#### Activity:
Each entry needs to be restated exactly as written.

#### Dataset content:
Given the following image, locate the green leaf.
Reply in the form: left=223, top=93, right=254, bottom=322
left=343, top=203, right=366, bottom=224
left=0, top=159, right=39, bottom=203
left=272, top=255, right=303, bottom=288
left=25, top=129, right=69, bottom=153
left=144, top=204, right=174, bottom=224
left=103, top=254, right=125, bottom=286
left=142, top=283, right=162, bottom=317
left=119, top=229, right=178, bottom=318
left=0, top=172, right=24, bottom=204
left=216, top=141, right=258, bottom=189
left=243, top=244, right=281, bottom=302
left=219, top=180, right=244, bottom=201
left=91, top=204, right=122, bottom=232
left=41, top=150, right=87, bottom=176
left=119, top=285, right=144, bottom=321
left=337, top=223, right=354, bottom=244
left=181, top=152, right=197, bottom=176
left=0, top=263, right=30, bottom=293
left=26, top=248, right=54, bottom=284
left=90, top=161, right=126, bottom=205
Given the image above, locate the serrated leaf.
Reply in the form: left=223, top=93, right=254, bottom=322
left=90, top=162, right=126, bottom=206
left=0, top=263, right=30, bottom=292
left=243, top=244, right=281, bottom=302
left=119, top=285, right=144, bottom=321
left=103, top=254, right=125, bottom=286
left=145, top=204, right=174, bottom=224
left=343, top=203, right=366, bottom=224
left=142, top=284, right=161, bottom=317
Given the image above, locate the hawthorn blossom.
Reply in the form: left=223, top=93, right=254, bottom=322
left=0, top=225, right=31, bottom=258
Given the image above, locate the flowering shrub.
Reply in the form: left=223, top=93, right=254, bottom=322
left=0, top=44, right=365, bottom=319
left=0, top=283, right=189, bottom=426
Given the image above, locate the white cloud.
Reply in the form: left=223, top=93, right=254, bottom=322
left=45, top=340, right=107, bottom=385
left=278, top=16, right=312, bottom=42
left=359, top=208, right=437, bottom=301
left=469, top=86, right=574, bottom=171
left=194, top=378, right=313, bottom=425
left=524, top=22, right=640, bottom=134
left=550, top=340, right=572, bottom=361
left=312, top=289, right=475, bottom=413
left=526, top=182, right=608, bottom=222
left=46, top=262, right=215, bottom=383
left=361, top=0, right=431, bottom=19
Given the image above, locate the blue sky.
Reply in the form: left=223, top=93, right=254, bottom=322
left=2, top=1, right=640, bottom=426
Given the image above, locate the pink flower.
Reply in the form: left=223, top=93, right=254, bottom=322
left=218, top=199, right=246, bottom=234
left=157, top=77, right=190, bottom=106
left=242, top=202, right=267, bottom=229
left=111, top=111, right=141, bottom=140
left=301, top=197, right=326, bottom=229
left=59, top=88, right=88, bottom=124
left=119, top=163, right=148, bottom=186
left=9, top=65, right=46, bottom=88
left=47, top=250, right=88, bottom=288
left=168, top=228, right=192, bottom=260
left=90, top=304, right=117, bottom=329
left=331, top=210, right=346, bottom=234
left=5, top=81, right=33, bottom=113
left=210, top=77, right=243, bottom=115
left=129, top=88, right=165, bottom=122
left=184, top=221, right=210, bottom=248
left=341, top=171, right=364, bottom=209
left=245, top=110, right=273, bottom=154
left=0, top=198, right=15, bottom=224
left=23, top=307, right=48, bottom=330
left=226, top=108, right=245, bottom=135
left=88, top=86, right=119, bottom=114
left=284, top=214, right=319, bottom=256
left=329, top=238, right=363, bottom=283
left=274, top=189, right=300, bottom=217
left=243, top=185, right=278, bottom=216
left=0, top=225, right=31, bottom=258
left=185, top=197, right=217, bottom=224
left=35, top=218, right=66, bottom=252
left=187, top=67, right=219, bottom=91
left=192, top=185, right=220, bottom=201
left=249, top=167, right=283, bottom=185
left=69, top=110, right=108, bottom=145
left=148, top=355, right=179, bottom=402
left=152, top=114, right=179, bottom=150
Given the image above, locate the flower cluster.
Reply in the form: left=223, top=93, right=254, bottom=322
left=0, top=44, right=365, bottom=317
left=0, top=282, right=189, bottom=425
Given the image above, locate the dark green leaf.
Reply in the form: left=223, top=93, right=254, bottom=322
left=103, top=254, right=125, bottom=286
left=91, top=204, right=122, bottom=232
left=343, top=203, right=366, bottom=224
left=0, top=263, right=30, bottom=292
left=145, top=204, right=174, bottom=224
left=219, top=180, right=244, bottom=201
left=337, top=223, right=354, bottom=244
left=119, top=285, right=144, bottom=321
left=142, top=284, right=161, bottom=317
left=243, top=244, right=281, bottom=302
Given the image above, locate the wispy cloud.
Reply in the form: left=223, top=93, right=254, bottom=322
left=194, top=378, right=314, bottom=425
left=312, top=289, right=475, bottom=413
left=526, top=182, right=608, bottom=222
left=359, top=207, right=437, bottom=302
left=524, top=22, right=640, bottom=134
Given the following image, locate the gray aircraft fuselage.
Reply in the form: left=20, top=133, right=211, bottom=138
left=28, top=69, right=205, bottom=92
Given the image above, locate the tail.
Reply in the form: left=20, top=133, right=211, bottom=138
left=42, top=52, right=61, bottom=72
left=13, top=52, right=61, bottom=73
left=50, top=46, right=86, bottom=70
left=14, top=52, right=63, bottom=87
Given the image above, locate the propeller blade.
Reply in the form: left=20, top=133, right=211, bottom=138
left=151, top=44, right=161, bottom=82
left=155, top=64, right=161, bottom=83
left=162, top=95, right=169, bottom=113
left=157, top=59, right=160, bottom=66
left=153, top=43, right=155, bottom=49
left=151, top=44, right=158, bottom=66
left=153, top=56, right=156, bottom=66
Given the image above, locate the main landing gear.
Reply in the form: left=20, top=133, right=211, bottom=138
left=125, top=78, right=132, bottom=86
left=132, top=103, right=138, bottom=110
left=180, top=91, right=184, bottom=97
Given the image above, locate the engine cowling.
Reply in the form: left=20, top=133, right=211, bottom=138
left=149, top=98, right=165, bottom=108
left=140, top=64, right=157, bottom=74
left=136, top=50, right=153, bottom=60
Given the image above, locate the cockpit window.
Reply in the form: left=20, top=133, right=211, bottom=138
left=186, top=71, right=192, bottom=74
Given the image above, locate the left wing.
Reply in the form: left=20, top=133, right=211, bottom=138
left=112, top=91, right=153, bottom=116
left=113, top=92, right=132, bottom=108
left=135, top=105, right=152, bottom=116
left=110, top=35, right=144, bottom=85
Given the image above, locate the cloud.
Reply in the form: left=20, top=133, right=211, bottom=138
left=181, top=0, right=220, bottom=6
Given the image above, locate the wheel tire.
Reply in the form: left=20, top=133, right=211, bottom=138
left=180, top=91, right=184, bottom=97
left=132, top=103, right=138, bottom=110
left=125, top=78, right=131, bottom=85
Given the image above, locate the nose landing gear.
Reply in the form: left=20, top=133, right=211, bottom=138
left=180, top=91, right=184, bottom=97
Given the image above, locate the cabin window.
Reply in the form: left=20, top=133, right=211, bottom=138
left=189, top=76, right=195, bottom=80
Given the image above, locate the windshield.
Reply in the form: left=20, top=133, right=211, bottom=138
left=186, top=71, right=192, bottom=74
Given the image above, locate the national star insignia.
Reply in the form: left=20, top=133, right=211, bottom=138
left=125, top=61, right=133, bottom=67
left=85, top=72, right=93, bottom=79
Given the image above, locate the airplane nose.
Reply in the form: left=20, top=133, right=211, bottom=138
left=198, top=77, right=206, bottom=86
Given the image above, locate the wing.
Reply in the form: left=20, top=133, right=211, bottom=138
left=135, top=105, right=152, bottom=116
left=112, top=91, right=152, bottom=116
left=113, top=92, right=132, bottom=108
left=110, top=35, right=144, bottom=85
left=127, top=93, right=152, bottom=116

#### Your response:
Given the following image, locate the green leaf.
Reply in the form: left=223, top=93, right=254, bottom=322
left=343, top=203, right=366, bottom=224
left=0, top=159, right=39, bottom=203
left=272, top=255, right=303, bottom=288
left=25, top=129, right=69, bottom=153
left=144, top=204, right=174, bottom=224
left=103, top=254, right=125, bottom=286
left=142, top=283, right=162, bottom=317
left=119, top=229, right=178, bottom=318
left=0, top=172, right=24, bottom=204
left=216, top=141, right=258, bottom=189
left=243, top=244, right=281, bottom=302
left=219, top=180, right=244, bottom=201
left=91, top=204, right=122, bottom=232
left=41, top=150, right=87, bottom=176
left=119, top=285, right=144, bottom=321
left=337, top=223, right=354, bottom=244
left=181, top=152, right=197, bottom=176
left=0, top=263, right=30, bottom=293
left=26, top=248, right=54, bottom=284
left=90, top=161, right=126, bottom=205
Given the image above, locate the serrated leaf.
Reply in the form: left=223, top=93, right=254, bottom=322
left=90, top=162, right=126, bottom=206
left=0, top=263, right=30, bottom=292
left=243, top=244, right=281, bottom=302
left=119, top=285, right=144, bottom=321
left=103, top=254, right=125, bottom=286
left=145, top=204, right=174, bottom=224
left=343, top=203, right=366, bottom=224
left=142, top=284, right=161, bottom=317
Given the image above, locate the hawthorn blossom.
Reply in the form: left=223, top=93, right=254, bottom=322
left=0, top=225, right=31, bottom=258
Given the image above, locate the flowering shrub.
Reply in the form: left=223, top=93, right=254, bottom=322
left=0, top=44, right=365, bottom=319
left=0, top=283, right=189, bottom=426
Given the image above, locate the white cloud.
Reply in the form: left=223, top=93, right=254, bottom=322
left=45, top=340, right=107, bottom=385
left=278, top=16, right=312, bottom=42
left=359, top=208, right=437, bottom=301
left=469, top=86, right=574, bottom=171
left=194, top=378, right=313, bottom=425
left=524, top=22, right=640, bottom=134
left=550, top=340, right=572, bottom=361
left=312, top=289, right=475, bottom=413
left=526, top=182, right=608, bottom=222
left=46, top=262, right=215, bottom=383
left=361, top=0, right=431, bottom=19
Given the image above, locate the blue sky.
Reply in the form: left=223, top=93, right=254, bottom=322
left=2, top=1, right=640, bottom=426
Given the image above, locate the pink flower.
Reply in the form: left=223, top=93, right=254, bottom=322
left=218, top=199, right=246, bottom=234
left=157, top=77, right=190, bottom=106
left=242, top=202, right=267, bottom=229
left=111, top=111, right=141, bottom=140
left=301, top=197, right=326, bottom=229
left=59, top=88, right=88, bottom=124
left=119, top=163, right=148, bottom=186
left=9, top=65, right=46, bottom=88
left=47, top=250, right=88, bottom=288
left=168, top=228, right=192, bottom=260
left=90, top=304, right=117, bottom=329
left=331, top=210, right=346, bottom=234
left=5, top=81, right=33, bottom=113
left=210, top=77, right=243, bottom=115
left=129, top=88, right=165, bottom=122
left=184, top=221, right=210, bottom=248
left=341, top=171, right=364, bottom=209
left=245, top=110, right=273, bottom=154
left=0, top=198, right=15, bottom=224
left=23, top=307, right=48, bottom=330
left=226, top=108, right=245, bottom=135
left=88, top=86, right=119, bottom=114
left=284, top=214, right=319, bottom=256
left=329, top=238, right=363, bottom=283
left=274, top=189, right=300, bottom=217
left=243, top=185, right=278, bottom=216
left=0, top=225, right=31, bottom=258
left=185, top=197, right=217, bottom=224
left=35, top=218, right=66, bottom=252
left=187, top=67, right=219, bottom=91
left=192, top=185, right=220, bottom=201
left=249, top=167, right=283, bottom=185
left=69, top=110, right=108, bottom=145
left=148, top=355, right=179, bottom=402
left=152, top=114, right=179, bottom=150
Given the image above, locate the flower cluster.
Reply in the form: left=223, top=93, right=254, bottom=322
left=0, top=44, right=365, bottom=317
left=0, top=282, right=189, bottom=425
Given the image above, locate the dark green leaf.
Reply in the form: left=223, top=93, right=254, bottom=322
left=103, top=254, right=125, bottom=286
left=91, top=204, right=122, bottom=232
left=343, top=203, right=366, bottom=224
left=0, top=263, right=30, bottom=292
left=145, top=204, right=174, bottom=224
left=219, top=180, right=244, bottom=201
left=337, top=223, right=354, bottom=244
left=119, top=285, right=144, bottom=321
left=142, top=284, right=161, bottom=317
left=243, top=244, right=281, bottom=302
Given the image above, locate the wispy cloud.
Reply in the form: left=223, top=93, right=254, bottom=322
left=194, top=378, right=314, bottom=425
left=312, top=289, right=475, bottom=413
left=526, top=182, right=608, bottom=222
left=359, top=207, right=437, bottom=302
left=524, top=22, right=640, bottom=134
Given the following image, locate the gray aircraft fuselage.
Reply in the form: left=20, top=133, right=211, bottom=138
left=28, top=69, right=205, bottom=92
Given the image above, locate the tail.
Reply in the form: left=20, top=133, right=211, bottom=138
left=42, top=52, right=61, bottom=72
left=13, top=52, right=61, bottom=73
left=50, top=46, right=86, bottom=70
left=14, top=52, right=63, bottom=87
Given the image above, locate the propeller blade.
Reply in the form: left=20, top=133, right=211, bottom=138
left=151, top=44, right=161, bottom=82
left=155, top=64, right=161, bottom=83
left=162, top=95, right=169, bottom=113
left=157, top=59, right=160, bottom=66
left=153, top=43, right=155, bottom=49
left=151, top=44, right=158, bottom=66
left=153, top=56, right=156, bottom=66
Given the image above, locate the main landing gear.
Reply in the form: left=20, top=133, right=211, bottom=138
left=125, top=78, right=132, bottom=86
left=132, top=103, right=138, bottom=110
left=180, top=91, right=184, bottom=97
Given the image above, locate the engine cowling.
Reply in the form: left=20, top=133, right=211, bottom=138
left=149, top=98, right=165, bottom=108
left=140, top=64, right=157, bottom=74
left=136, top=50, right=153, bottom=60
Given the image above, locate the cockpit window.
Reply in the form: left=20, top=133, right=211, bottom=138
left=186, top=71, right=192, bottom=74
Given the image above, locate the left wing.
Reply in the form: left=20, top=133, right=211, bottom=138
left=112, top=91, right=153, bottom=116
left=113, top=92, right=132, bottom=108
left=135, top=105, right=152, bottom=116
left=110, top=35, right=144, bottom=85
Given the image above, locate the cloud.
Reply in the form: left=20, top=133, right=211, bottom=138
left=181, top=0, right=220, bottom=6
Given the image above, locate the wheel tire.
Reply in the form: left=20, top=133, right=211, bottom=138
left=180, top=91, right=184, bottom=97
left=132, top=103, right=138, bottom=110
left=125, top=78, right=131, bottom=85
Given the image above, locate the nose landing gear.
Reply in the form: left=20, top=133, right=211, bottom=138
left=180, top=91, right=184, bottom=97
Given the image above, locate the cabin window.
Reply in the form: left=20, top=133, right=211, bottom=138
left=189, top=76, right=195, bottom=80
Given the image above, locate the windshield.
Reply in the form: left=20, top=133, right=211, bottom=138
left=186, top=71, right=192, bottom=74
Given the image above, locate the national star insignia.
Reply in the form: left=20, top=133, right=211, bottom=138
left=125, top=61, right=133, bottom=67
left=85, top=72, right=93, bottom=79
Given the image above, locate the airplane nose.
Reply in the form: left=20, top=133, right=211, bottom=138
left=198, top=77, right=206, bottom=86
Given the image above, locate the wing.
Reply in the form: left=20, top=133, right=211, bottom=138
left=135, top=105, right=152, bottom=116
left=112, top=91, right=152, bottom=116
left=113, top=92, right=132, bottom=108
left=110, top=35, right=144, bottom=85
left=127, top=93, right=152, bottom=116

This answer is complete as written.